### What you will do
Below are records; extract exactly the lines from the one with "of the tire" through the final line, including both, but drop the pictures.

## Begin Data lines

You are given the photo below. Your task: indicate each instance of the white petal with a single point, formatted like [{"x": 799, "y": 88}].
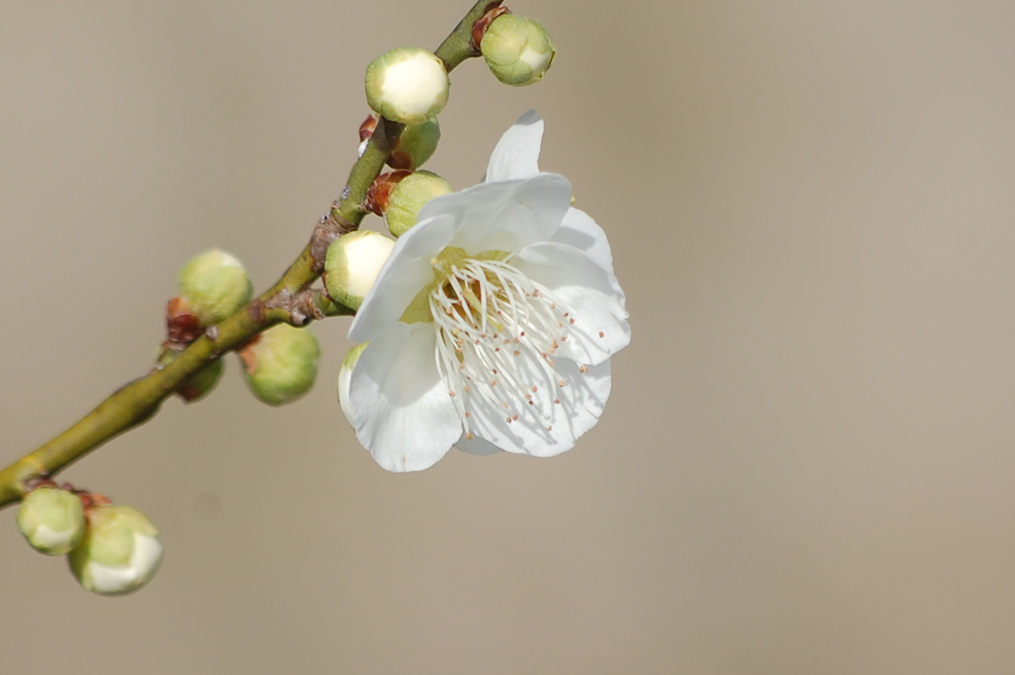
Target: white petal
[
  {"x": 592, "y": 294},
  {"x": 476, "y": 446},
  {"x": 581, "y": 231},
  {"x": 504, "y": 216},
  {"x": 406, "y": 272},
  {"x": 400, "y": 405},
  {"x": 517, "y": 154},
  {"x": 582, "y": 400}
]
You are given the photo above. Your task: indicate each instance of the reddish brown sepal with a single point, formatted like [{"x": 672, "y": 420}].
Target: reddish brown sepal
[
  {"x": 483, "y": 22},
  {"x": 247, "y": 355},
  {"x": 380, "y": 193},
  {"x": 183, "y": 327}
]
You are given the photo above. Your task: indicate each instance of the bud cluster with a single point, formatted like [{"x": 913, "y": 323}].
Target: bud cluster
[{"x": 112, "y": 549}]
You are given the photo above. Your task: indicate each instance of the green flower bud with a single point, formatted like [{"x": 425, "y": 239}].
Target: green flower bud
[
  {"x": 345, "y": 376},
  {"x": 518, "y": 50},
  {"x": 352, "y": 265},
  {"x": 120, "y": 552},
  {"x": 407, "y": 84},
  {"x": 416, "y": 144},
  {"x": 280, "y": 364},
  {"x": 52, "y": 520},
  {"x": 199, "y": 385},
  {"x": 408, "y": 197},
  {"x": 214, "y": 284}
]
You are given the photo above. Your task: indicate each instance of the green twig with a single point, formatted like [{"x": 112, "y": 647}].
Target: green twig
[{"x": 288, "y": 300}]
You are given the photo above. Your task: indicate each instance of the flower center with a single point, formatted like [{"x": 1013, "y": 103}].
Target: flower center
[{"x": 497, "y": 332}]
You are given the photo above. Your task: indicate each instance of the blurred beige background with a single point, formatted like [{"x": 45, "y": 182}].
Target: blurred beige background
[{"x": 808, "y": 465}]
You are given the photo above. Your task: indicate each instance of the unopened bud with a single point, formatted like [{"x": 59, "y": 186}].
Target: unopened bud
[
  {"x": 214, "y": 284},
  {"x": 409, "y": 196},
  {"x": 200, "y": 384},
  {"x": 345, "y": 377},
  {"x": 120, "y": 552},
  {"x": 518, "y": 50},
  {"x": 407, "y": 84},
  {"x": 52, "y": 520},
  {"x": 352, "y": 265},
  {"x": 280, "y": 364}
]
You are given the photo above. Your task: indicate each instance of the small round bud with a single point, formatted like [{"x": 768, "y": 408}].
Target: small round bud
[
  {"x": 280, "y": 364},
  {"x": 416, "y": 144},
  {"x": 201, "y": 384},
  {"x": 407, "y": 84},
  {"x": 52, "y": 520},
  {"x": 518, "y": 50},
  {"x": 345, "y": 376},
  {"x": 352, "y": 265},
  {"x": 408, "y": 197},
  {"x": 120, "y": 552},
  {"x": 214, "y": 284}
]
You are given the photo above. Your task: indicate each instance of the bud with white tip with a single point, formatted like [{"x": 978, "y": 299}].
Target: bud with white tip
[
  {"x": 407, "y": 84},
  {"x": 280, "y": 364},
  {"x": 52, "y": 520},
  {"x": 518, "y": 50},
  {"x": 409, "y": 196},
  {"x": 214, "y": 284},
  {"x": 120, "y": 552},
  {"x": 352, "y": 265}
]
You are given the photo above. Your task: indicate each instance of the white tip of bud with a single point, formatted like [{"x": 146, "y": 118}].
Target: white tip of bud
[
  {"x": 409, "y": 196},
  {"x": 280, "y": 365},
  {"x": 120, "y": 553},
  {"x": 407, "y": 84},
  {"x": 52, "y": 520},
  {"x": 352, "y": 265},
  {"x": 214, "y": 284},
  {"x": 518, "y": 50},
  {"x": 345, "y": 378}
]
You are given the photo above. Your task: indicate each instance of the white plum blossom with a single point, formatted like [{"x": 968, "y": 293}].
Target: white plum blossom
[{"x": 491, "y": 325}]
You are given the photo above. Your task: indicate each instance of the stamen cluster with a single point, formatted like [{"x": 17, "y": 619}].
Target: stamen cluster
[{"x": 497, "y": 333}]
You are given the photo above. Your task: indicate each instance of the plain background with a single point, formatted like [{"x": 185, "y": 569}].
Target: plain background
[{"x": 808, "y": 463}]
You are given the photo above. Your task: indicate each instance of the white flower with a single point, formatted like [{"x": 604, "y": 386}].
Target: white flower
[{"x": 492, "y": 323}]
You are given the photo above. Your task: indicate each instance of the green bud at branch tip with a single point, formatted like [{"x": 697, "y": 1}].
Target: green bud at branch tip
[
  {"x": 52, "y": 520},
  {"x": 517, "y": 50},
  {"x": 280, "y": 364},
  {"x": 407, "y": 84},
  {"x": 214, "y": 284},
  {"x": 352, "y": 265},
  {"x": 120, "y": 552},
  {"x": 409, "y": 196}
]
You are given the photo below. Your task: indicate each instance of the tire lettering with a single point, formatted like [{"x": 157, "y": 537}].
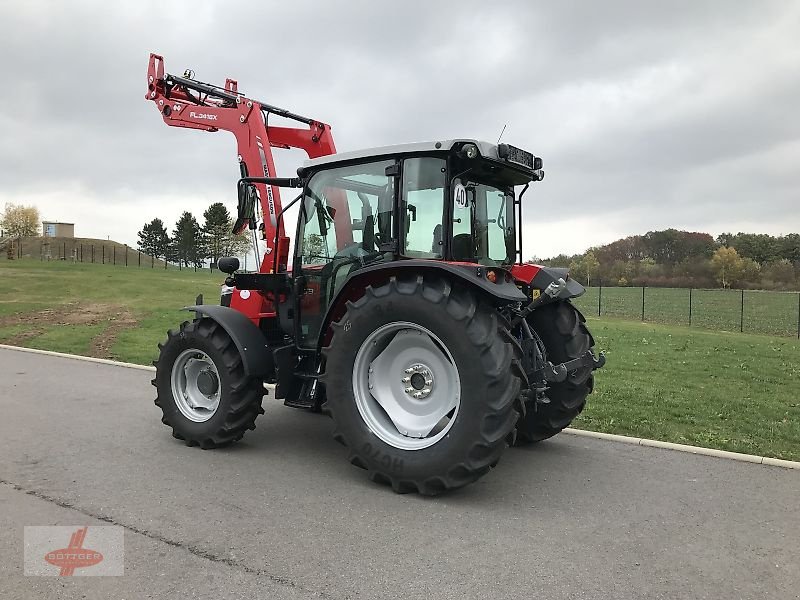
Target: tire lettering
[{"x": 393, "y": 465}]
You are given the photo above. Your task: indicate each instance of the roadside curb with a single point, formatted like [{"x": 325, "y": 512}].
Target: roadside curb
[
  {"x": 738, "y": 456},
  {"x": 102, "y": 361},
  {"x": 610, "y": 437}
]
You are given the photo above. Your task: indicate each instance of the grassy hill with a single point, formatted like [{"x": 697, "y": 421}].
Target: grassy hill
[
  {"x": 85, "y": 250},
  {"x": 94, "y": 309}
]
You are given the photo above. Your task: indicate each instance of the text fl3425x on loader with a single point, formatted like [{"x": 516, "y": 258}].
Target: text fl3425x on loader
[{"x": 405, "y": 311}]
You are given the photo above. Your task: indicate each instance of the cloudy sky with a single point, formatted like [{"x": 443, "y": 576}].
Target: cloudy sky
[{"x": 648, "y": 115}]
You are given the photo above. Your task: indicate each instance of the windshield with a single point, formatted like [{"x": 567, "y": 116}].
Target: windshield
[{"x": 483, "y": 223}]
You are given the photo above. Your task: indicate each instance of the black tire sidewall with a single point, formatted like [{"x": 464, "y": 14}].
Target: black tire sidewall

## End Data lines

### Final result
You are given the photo below. Your task: indicate each instance of the tire lettering with a single point, formatted like [{"x": 157, "y": 537}].
Target: tire lettering
[{"x": 393, "y": 465}]
You are given the photo above. Your task: indicate each instance of the roadside curb with a single point, formatted like [{"x": 325, "y": 512}].
Target: roadside curb
[
  {"x": 738, "y": 456},
  {"x": 102, "y": 361},
  {"x": 610, "y": 437}
]
You are given the photo above. Your task: indicate each instance of the grassy hill with a single point, formatted like [{"x": 697, "y": 421}].
Target: grassy hill
[
  {"x": 85, "y": 250},
  {"x": 94, "y": 309}
]
You are given the photo above. Your task: indicate each instance of the text fl3425x on loader with a single point, formatted like [{"x": 516, "y": 258}].
Target: text fl3425x on loader
[{"x": 405, "y": 311}]
You are given the photo above. Your task: indicate each instance of the cloudy sky with a single point, formatted like [{"x": 443, "y": 576}].
Target: cloudy sky
[{"x": 648, "y": 115}]
You are given the photo above. Your task: indicate each instance of the windshield with a single point, formatted like [{"x": 567, "y": 116}].
Target: windshield
[{"x": 483, "y": 223}]
You are given the photo above. Your task: indicate each instance of the black tire sidewall with a single point, formatted like [{"x": 464, "y": 14}].
Target: black tire sidewall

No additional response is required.